**SELECTED EXCERPT:**
--------------------------------------------------

# Unable to detect keyboard



## ablawande (May 10, 2008)

My PC was working fine until about 3 days ago, when I started having problems with my keyboard. I first noticed that it was acting like it had no power until I plugged in the PS/2 port again. The second time this happened, it completely stopped responding.
Since then, I have tried another PS/2 keyboard as well, but the keyboard LEDs flash randomly and there is no response to any key. Thinking that my PS/2 controller may be shot, I tried a known working Logitech USB keyboard. On the USB port, it does not enumerate the device. During POST, the LEDs come on once, but no key response. During windows startup, the LEDs keep flashing, like its continuously trying to enumerate the device.
Other things that I have noticed are that the BIOS does not stop on a keyboard error, although I don't know what the current BIOS setting is. The device manager does not show a keyboard installed, hidden or otherwise. I even performed a BIOS update, made no difference.

My specs:
Intel P4 3Ghz
Intel D915gvwb motherboard with integrated graphics
512 MB RAM
Windows XP SP2


----------



## speedster123 (Oct 18, 2006)

make sure pnp and usb functions are enabled in the bios.


----------



## ablawande (May 10, 2008)

I'm not sure how to do that without a functioning keyboard.

--------------------------------------------------

**DATASET EXCERPTS:**
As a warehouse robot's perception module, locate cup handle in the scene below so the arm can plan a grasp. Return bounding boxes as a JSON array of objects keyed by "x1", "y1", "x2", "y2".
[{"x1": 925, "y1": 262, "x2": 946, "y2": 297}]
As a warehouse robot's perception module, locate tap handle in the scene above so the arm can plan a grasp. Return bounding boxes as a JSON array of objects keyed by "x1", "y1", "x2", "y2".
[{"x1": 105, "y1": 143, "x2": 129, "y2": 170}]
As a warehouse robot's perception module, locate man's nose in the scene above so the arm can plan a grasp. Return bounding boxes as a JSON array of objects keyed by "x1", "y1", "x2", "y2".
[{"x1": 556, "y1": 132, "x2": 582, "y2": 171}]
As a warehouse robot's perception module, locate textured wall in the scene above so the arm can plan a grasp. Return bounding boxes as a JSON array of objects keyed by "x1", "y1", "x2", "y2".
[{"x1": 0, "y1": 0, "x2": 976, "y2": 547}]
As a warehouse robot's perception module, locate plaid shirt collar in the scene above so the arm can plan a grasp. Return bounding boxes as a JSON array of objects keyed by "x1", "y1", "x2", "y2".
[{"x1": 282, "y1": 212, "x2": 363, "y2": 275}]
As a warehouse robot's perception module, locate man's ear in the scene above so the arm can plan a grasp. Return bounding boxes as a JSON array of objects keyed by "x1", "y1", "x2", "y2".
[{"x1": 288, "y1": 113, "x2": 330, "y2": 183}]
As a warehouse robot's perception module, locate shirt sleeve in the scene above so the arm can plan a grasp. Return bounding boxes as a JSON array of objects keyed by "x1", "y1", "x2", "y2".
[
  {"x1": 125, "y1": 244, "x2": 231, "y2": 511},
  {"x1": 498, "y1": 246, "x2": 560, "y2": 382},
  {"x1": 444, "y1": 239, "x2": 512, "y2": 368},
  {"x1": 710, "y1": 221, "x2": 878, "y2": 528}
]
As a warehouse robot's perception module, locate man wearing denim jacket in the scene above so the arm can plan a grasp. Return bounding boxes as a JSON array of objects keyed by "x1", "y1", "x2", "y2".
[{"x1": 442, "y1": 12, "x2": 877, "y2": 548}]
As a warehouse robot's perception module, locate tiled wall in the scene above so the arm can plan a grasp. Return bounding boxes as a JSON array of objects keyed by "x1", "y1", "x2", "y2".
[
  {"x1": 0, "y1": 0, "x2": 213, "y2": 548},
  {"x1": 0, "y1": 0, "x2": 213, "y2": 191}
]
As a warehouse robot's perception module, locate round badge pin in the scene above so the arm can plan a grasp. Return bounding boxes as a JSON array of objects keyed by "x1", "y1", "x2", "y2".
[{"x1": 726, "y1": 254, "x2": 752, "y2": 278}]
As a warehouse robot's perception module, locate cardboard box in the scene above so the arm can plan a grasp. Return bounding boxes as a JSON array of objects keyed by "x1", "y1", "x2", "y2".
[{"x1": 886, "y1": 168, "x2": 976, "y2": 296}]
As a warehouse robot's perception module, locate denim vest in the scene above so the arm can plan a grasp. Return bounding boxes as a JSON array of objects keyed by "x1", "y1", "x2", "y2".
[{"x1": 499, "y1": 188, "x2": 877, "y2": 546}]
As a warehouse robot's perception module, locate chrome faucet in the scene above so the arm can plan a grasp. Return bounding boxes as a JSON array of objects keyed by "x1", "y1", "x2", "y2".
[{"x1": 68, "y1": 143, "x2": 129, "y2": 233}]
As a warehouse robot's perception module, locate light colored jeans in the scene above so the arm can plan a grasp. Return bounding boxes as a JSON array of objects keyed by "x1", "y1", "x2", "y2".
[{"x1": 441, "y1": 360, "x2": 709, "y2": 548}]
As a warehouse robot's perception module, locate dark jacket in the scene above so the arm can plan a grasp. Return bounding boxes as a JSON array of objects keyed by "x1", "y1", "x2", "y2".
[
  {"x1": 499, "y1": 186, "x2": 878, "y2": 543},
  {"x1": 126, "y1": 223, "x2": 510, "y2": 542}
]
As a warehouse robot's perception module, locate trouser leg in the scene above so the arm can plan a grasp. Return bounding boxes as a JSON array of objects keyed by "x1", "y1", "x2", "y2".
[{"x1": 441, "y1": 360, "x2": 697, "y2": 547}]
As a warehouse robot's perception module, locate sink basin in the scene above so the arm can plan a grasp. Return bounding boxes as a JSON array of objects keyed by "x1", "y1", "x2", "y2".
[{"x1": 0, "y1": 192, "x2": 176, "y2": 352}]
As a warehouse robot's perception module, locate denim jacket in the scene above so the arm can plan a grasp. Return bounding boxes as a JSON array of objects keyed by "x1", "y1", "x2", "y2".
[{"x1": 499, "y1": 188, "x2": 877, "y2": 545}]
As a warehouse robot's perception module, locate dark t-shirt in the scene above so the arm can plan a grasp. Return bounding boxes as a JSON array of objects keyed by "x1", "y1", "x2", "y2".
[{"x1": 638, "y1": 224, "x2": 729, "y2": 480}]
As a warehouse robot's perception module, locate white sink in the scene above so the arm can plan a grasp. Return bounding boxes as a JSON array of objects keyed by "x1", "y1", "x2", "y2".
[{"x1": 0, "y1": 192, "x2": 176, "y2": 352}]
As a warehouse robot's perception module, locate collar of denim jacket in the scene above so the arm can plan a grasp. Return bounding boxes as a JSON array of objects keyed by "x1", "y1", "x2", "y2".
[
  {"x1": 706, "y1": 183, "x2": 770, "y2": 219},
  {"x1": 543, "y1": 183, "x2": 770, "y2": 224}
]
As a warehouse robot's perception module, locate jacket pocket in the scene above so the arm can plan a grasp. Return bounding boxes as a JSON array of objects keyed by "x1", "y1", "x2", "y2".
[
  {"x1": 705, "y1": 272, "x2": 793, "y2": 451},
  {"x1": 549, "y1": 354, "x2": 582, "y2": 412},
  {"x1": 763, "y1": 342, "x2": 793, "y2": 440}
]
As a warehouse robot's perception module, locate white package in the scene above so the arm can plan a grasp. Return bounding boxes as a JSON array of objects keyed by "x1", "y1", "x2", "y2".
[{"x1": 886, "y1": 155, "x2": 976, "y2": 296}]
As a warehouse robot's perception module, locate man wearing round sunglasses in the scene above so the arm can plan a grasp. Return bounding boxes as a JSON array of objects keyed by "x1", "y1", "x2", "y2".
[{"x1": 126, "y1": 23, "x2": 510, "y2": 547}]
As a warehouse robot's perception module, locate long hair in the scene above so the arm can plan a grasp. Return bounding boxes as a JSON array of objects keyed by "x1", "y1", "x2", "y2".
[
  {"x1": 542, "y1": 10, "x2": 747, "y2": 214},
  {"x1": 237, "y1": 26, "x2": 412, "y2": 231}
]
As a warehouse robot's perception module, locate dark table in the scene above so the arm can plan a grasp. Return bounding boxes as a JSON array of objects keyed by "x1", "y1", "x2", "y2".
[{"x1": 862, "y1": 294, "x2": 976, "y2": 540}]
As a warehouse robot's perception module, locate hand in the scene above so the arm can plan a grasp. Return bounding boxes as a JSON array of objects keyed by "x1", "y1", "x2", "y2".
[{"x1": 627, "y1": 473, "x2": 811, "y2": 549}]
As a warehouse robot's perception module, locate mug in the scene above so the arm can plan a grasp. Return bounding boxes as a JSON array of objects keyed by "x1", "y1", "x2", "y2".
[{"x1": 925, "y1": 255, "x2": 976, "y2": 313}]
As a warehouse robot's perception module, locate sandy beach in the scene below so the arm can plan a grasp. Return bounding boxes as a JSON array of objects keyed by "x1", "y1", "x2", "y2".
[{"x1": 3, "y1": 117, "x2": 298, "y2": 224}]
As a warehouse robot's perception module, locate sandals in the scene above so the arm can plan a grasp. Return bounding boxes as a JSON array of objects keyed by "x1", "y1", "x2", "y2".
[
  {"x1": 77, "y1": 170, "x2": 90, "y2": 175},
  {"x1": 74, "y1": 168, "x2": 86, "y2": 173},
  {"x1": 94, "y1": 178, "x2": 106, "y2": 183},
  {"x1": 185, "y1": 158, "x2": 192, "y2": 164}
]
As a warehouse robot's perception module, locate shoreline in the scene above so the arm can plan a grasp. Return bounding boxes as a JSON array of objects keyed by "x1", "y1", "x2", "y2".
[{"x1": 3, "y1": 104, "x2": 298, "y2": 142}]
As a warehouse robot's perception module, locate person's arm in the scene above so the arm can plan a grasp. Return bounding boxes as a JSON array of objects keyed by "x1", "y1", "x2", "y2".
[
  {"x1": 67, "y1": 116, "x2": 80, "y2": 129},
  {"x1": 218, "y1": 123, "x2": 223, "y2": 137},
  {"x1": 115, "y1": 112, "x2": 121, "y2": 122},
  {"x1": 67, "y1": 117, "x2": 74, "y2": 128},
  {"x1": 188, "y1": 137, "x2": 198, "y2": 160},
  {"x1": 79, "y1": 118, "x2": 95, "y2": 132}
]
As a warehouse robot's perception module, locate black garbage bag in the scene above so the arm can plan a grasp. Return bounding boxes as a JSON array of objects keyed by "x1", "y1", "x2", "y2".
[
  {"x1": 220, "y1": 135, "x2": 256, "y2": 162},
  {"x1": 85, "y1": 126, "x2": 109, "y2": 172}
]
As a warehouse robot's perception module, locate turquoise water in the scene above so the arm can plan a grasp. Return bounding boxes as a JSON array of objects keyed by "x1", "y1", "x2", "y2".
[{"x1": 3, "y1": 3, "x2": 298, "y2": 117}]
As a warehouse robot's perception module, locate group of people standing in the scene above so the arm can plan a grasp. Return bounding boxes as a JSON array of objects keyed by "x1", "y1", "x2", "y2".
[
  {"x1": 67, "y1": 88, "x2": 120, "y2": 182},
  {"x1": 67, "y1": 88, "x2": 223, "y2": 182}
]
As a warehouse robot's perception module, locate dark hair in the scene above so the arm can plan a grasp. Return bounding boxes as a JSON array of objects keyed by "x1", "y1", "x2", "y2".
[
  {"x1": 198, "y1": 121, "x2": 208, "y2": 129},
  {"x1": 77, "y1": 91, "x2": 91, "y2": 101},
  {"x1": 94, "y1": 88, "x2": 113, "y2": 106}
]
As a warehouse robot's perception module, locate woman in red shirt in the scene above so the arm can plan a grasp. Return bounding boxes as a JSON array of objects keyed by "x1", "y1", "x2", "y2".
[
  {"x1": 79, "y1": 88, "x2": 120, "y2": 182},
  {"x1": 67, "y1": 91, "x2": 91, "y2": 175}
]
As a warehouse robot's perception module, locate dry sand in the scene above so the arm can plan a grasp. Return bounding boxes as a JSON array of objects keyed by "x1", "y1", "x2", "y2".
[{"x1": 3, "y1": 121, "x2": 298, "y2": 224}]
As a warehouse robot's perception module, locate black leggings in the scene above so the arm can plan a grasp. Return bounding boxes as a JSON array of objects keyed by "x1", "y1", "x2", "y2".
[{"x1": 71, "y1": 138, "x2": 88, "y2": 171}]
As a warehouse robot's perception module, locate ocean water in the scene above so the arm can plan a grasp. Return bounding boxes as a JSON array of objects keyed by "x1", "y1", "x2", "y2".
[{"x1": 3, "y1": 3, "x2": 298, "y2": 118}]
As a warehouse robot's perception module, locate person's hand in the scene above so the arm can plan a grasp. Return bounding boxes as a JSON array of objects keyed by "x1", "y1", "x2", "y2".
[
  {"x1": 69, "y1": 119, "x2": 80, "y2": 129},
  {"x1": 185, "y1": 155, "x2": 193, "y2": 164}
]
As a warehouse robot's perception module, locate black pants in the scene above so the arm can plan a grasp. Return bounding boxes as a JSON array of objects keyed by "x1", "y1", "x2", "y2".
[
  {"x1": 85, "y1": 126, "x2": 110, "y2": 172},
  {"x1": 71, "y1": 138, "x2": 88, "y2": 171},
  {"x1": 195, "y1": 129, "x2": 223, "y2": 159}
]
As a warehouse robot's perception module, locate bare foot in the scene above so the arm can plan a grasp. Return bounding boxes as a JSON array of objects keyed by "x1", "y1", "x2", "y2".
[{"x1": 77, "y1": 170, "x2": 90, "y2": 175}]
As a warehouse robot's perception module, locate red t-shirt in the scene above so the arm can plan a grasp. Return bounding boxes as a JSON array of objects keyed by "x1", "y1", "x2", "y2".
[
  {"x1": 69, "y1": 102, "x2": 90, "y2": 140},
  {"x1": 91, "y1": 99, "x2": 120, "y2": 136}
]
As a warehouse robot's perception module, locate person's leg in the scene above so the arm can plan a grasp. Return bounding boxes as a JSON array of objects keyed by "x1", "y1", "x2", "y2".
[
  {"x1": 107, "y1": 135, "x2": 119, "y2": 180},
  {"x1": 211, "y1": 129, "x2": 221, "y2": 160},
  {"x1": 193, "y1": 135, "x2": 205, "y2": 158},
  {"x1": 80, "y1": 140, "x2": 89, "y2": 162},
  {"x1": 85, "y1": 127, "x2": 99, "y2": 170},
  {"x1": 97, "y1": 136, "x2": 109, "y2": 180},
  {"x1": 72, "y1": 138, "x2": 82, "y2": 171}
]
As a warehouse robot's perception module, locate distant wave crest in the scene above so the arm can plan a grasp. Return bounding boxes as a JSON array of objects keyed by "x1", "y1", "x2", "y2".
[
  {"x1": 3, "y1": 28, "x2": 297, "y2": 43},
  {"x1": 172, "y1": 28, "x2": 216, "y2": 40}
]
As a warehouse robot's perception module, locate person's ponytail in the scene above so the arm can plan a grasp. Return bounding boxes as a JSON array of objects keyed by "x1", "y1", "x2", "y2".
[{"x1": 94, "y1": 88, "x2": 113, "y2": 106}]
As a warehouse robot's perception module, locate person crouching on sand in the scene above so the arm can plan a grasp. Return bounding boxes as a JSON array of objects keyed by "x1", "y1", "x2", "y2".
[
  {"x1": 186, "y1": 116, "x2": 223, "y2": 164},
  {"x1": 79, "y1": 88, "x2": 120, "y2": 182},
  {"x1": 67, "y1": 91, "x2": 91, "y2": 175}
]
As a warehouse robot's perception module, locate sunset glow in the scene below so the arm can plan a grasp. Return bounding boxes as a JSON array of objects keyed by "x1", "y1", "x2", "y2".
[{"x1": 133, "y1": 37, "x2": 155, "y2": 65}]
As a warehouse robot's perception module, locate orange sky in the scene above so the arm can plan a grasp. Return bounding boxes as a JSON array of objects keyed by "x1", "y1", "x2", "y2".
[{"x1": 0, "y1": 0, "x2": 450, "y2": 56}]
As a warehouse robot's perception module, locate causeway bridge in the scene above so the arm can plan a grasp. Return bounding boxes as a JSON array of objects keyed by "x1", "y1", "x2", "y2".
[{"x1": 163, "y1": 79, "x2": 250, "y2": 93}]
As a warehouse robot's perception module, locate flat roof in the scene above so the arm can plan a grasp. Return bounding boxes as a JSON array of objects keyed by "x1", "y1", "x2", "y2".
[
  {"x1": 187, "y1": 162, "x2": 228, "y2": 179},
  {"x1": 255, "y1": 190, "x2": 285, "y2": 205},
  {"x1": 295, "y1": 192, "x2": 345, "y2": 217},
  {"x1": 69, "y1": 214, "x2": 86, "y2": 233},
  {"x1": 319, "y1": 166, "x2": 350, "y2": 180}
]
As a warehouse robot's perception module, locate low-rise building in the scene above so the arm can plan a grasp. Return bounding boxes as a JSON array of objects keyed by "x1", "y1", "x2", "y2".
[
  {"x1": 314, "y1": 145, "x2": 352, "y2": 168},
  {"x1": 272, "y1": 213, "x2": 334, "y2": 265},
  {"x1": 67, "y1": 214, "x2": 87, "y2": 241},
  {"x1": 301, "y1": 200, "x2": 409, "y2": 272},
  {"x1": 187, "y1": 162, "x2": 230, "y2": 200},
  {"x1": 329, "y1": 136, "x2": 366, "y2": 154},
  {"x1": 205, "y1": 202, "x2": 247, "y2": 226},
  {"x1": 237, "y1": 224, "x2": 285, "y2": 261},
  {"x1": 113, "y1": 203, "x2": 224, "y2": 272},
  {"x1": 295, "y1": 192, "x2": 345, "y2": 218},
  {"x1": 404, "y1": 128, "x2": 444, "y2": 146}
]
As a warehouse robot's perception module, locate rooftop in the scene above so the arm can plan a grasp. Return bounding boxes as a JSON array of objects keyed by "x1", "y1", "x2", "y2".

--------------------------------------------------

**EXERCISE TASK A:**
Summarize the forum thread about the undetected keyboard in two sentences.
**EXERCISE TASK B:**
Carry on the forum thread about the undetected keyboard, picking up after its final post.

**RESPONSE A:**
A poster reports that a PC's keyboard stopped responding about three days earlier, and that neither another PS/2 keyboard nor a known working Logitech USB keyboard works, while Device Manager shows no keyboard and a BIOS update made no difference. A reply suggests making sure PnP and USB functions are enabled in the BIOS, but the poster is unsure how to do that without a functioning keyboard.

**RESPONSE B:**
----------



## dai (Jul 2, 2004)

try a cmos reset
turn the computer off
remove the power lead from the back
take the side off
remove the cmos battery
move the cmos jumper from pins 1 and 2 to pin 2 and 3 and the back to pins 1 and 2
replace the battery
put the side on
replug in the power lead
boot the computer


----------



## ZimMY (May 10, 2008)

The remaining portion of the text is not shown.